Exercise passage:
On 10/16/2018 6:04 AM, zoolette wrote:
> We are today running under SOLR 6.6 on our production environnement.
> On the end of august, i planned to upgrade SOLR to 7.4 (7.5 since that
> moment) but I encounter some trouble.
> Our master SOLR is replicated to a slave SOLR. I tried to upgrade the
> replica first, this is this one that makes me trouble.
> This is a shared server half for a mysql replication server and the
> replication SOLR server.
> The server is running under debian 7 (wheezy) and java 1.8.0u45
> The SOLR java HEAP is configured with a 12G Xmx value.
>
> On this SOLR instance there is 6 cores.
> - 2 cores are dedicated to main search on 2 different website (they are
> each 20Gb)
> - 2 cores are dedicated for the autocpletion feature of these 2 websites
> (~2Gb each)
> - 2 other cores very small occasionnaly used by one of the website

With about 45GB of index data and a 12GB heap, ideal performance is 
going to require 64GB of total memory -- and that's if Solr is the only 
software on the machine.  You might be able to get good performance with 
less memory, but your query rates are very high, so that's probably not 
a good idea.

Adding MySQL, if the databases are of any significant size, could 
require significantly more memory.

> The SOLR instance in 7.5 is up and ready but no trafic is sent to it.
> On the 2 websites, one generated approximately between 5000 and 8000
> requests / minute on SOLR on 2 handlers.
> One search handler is dedicated to complex search from the search bar and
> the other handler treat back search such a return document for a specified
> id or return the chained documents, this kind of stuff.

Tasks to carry out:
1. In the Solr upgrade thread, how much total memory does the reply say ideal performance will require?
2. Write the next part of the Solr upgrade thread, picking up right after its final line.

Supplied records:

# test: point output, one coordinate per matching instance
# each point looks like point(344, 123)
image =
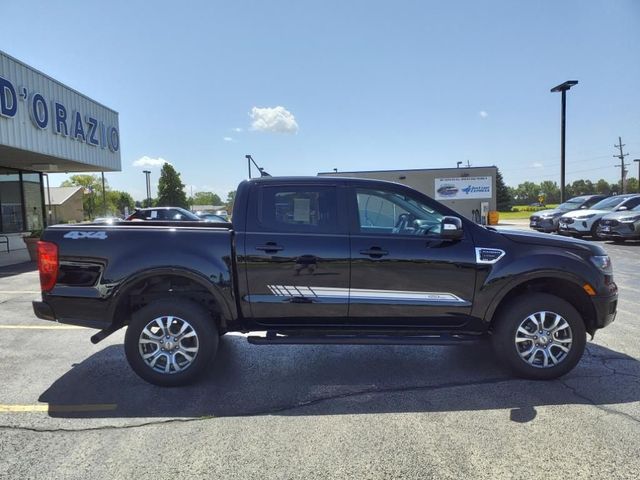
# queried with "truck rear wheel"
point(539, 336)
point(170, 342)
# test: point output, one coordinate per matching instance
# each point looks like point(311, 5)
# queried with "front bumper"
point(622, 230)
point(578, 227)
point(546, 225)
point(605, 310)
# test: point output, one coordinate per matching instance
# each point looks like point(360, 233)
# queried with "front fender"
point(496, 281)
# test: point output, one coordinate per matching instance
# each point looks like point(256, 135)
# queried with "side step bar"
point(363, 339)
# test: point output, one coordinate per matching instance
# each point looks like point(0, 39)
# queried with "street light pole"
point(147, 174)
point(563, 87)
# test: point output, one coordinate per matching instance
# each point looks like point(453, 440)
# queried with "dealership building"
point(46, 127)
point(470, 191)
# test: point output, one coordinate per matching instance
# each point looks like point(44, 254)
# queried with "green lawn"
point(519, 215)
point(514, 215)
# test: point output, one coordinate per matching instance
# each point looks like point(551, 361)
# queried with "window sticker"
point(302, 210)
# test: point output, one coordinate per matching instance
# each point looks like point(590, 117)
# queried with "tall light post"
point(563, 87)
point(147, 174)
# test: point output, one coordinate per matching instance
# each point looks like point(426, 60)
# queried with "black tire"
point(174, 351)
point(512, 354)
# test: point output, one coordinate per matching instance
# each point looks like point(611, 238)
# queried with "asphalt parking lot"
point(70, 409)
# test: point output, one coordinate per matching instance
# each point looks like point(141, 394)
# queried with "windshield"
point(608, 203)
point(572, 204)
point(188, 214)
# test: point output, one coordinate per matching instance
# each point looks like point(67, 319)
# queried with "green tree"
point(205, 198)
point(171, 189)
point(117, 201)
point(92, 189)
point(504, 199)
point(582, 187)
point(527, 193)
point(603, 187)
point(551, 191)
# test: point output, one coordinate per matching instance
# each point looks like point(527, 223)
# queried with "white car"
point(580, 223)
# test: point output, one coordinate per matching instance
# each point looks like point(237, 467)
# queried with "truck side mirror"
point(451, 228)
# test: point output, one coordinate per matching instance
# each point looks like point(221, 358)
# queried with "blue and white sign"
point(41, 115)
point(52, 115)
point(462, 188)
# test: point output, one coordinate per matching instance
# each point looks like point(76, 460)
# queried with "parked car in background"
point(107, 220)
point(580, 223)
point(163, 213)
point(547, 220)
point(210, 217)
point(621, 225)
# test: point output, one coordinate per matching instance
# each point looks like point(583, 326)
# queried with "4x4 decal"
point(77, 235)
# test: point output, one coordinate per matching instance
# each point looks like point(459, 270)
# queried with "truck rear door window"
point(299, 209)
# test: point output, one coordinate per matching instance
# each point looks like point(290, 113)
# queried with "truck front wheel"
point(539, 336)
point(170, 342)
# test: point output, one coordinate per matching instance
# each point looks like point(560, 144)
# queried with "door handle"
point(270, 247)
point(374, 252)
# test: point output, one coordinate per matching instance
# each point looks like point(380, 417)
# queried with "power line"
point(623, 171)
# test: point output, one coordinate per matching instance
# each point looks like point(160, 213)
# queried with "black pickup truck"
point(326, 260)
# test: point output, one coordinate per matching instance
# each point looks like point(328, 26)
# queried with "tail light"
point(47, 265)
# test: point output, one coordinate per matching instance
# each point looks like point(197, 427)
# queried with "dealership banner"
point(460, 188)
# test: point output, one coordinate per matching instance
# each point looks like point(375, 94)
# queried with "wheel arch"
point(154, 282)
point(561, 287)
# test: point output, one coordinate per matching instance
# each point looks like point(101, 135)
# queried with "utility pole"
point(623, 170)
point(563, 87)
point(147, 174)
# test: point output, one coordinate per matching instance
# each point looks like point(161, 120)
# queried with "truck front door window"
point(395, 213)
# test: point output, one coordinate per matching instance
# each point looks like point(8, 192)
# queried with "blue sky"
point(362, 84)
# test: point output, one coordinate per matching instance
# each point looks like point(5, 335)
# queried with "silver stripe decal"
point(362, 294)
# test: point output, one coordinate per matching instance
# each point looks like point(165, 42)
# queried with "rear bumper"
point(44, 311)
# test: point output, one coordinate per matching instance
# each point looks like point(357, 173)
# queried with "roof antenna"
point(250, 160)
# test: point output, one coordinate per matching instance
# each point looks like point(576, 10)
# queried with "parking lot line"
point(46, 407)
point(9, 292)
point(39, 327)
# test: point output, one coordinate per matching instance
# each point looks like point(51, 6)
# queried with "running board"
point(272, 339)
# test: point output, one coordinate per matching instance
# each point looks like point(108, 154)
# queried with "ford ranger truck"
point(326, 260)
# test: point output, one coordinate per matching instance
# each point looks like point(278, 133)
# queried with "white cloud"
point(273, 119)
point(149, 162)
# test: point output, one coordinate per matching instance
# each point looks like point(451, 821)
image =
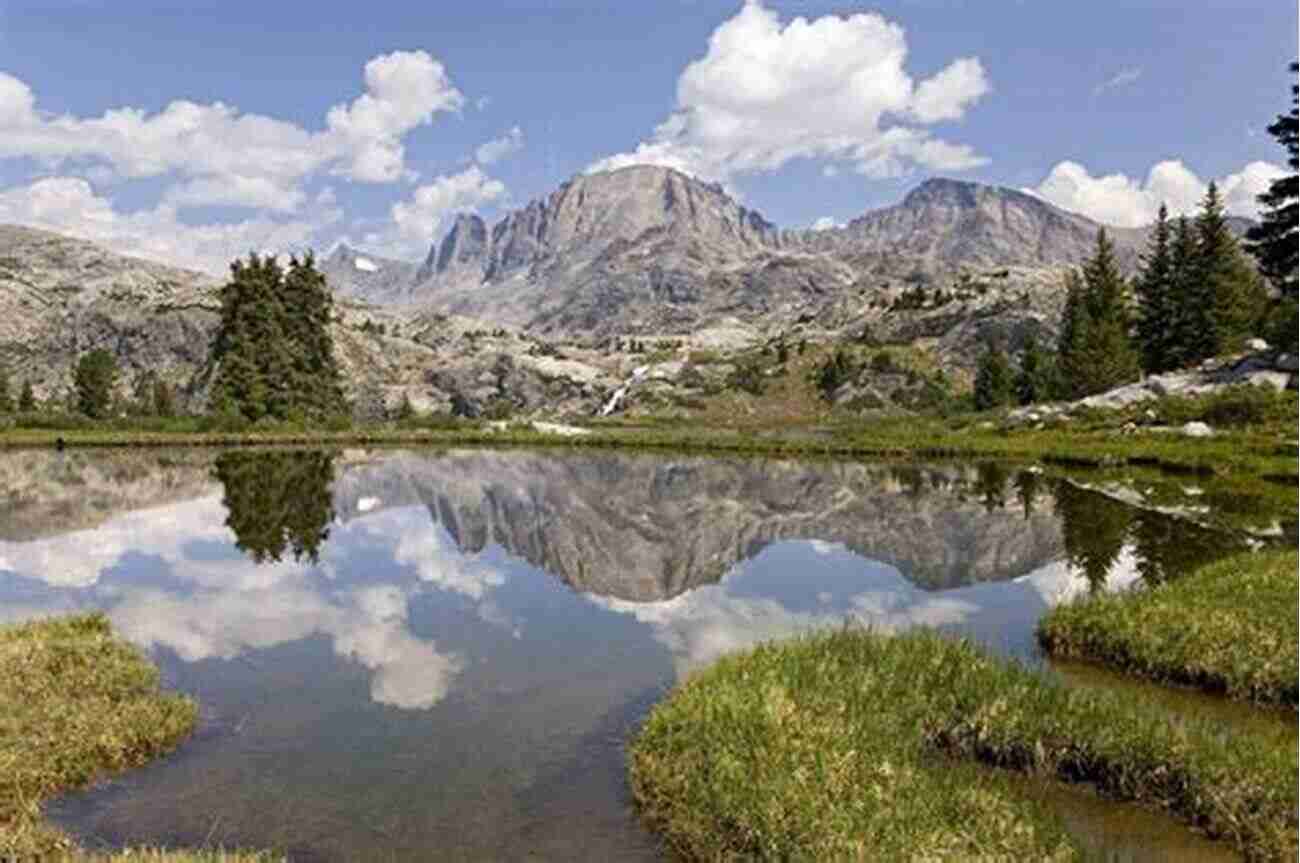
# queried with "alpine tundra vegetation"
point(458, 469)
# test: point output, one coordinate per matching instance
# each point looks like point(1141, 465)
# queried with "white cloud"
point(222, 156)
point(1118, 199)
point(417, 220)
point(498, 148)
point(403, 90)
point(70, 206)
point(1121, 78)
point(833, 87)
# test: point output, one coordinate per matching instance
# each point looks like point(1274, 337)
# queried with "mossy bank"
point(856, 745)
point(78, 703)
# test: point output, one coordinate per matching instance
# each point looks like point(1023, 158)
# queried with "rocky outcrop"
point(1262, 368)
point(646, 250)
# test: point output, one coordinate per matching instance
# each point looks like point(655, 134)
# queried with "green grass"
point(1227, 628)
point(78, 703)
point(1253, 452)
point(854, 745)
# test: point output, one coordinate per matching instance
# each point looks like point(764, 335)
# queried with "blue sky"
point(220, 135)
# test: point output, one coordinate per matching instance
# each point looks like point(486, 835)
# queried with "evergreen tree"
point(273, 351)
point(1188, 307)
point(1096, 351)
point(1229, 282)
point(95, 378)
point(993, 384)
point(1070, 343)
point(1156, 313)
point(1035, 381)
point(1274, 239)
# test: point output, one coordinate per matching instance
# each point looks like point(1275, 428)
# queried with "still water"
point(408, 655)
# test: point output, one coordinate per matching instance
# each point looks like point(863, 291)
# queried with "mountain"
point(648, 250)
point(368, 277)
point(61, 296)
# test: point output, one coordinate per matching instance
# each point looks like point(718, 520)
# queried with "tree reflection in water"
point(1095, 529)
point(277, 502)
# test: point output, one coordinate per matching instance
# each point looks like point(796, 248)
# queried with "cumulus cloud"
point(416, 221)
point(224, 156)
point(1121, 78)
point(70, 206)
point(835, 87)
point(1118, 199)
point(498, 148)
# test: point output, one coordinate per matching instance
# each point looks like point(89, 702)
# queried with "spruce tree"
point(993, 384)
point(95, 378)
point(1229, 282)
point(1096, 350)
point(1035, 380)
point(273, 351)
point(1274, 239)
point(1186, 302)
point(1156, 316)
point(1074, 333)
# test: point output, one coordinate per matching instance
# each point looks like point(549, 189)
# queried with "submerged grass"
point(76, 703)
point(1265, 454)
point(856, 745)
point(1227, 628)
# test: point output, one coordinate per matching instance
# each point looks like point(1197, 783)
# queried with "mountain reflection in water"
point(453, 645)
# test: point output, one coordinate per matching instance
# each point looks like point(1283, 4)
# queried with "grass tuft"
point(1226, 628)
point(854, 745)
point(77, 703)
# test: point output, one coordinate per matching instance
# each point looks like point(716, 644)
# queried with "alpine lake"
point(440, 654)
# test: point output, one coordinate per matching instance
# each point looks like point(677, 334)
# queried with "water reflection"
point(440, 642)
point(277, 502)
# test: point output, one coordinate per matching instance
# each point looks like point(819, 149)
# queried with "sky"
point(193, 131)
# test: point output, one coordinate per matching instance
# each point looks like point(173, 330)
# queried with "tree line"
point(272, 356)
point(1197, 294)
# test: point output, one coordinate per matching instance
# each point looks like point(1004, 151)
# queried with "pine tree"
point(95, 378)
point(1035, 381)
point(1096, 352)
point(1229, 282)
point(1188, 307)
point(1156, 313)
point(5, 398)
point(273, 350)
point(993, 384)
point(1274, 239)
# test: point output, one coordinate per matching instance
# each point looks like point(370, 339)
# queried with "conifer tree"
point(1229, 282)
point(95, 378)
point(1035, 380)
point(1156, 313)
point(1096, 350)
point(1274, 239)
point(273, 351)
point(993, 384)
point(1187, 303)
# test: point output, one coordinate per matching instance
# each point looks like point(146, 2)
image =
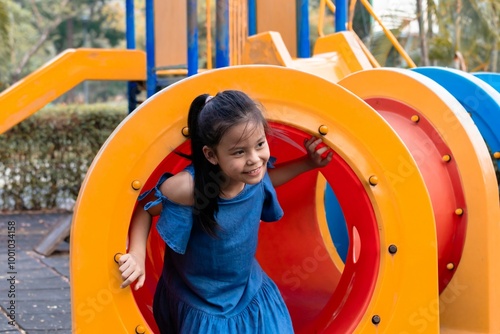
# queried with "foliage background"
point(44, 159)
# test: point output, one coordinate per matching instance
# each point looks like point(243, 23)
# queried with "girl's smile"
point(242, 156)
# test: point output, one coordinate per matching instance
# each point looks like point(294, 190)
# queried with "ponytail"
point(206, 188)
point(208, 120)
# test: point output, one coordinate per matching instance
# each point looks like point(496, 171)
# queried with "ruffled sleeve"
point(271, 210)
point(175, 221)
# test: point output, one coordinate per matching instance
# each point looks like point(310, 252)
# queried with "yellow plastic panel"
point(170, 19)
point(63, 73)
point(471, 302)
point(280, 16)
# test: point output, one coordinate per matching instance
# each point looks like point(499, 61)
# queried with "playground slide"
point(493, 79)
point(63, 73)
point(376, 291)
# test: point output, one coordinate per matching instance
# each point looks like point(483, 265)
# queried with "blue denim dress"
point(215, 285)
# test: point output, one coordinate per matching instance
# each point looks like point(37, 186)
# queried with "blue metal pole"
point(130, 35)
point(303, 43)
point(222, 34)
point(252, 17)
point(341, 8)
point(150, 49)
point(192, 35)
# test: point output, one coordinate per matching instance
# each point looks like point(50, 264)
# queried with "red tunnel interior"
point(292, 251)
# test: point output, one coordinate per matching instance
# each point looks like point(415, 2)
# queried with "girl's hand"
point(317, 153)
point(132, 269)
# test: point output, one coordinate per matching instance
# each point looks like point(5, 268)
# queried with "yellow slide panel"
point(360, 138)
point(63, 73)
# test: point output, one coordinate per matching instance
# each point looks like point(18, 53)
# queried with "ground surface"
point(34, 289)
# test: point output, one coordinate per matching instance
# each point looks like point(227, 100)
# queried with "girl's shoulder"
point(179, 188)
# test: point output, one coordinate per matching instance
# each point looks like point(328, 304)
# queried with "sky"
point(382, 7)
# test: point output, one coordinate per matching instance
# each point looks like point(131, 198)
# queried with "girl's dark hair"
point(208, 121)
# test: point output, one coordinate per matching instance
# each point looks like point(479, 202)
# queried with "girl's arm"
point(132, 264)
point(289, 170)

Responses per task:
1. 64GB of total memory, and that is only if Solr is the only software on the machine.

2.
>
> The second website use identical handlers than the first one, the only
> difference is that it generates less SOLR requests  : 1000 to 2000 requests
> / minute.

As I mentioned above, this is a significant query rate. Handling that 
with only two servers will require a a LOT of memory for caching 
purposes, and you'll want the servers to be dedicated to Solr -- not 
running MySQL as well.

> To upgrade the master I need to send all the SOLR trafic on this instance.
> I first redirect the bigger one. The reponse time grown a lot but SOLR
> stabilized it quickly. After 10 minutes as all was ok, I redirect the the
> website with the lower trafic rate. And immediatly, the number of java
> processes quickly increased, on munin the device busy increased to 100%
> (read operations) and the load average of the server drastically grown, it
> reach 120, SOLR began to not respond.

A high load average often means that there's a lot of disk I/O, and 
processes are spending a lot of time waiting for that I/O. On Linux, run 
the "top" program and look for the iowait percentage, sometimes 
abbreviated "wa".  This should be as close to zero as you can get it.  
Even a small number in iowait can cause major performance issues.  For 
Solr, whenever Solr must actually read the disk (instead of reading 
index data from memory -- the OS disk cache) performance is going to be 
terrible.

https://wiki.apache.org/solr/SolrPerformanceProblems#RAM

> For this upgrade, I also changed the basic fields type from tried fields to
> pointed fields but I don't think that make a difference.

Trie fields have really good performance for both range queries and 
single value lookups.  Point fields have better performance for range 
queries, but absolutely terrible performance for field:value (single 
value lookup) queries.

> And the more incomprehensible is that all works fine in SOLR 6.6.I cna
> switch all the traffic without any issue.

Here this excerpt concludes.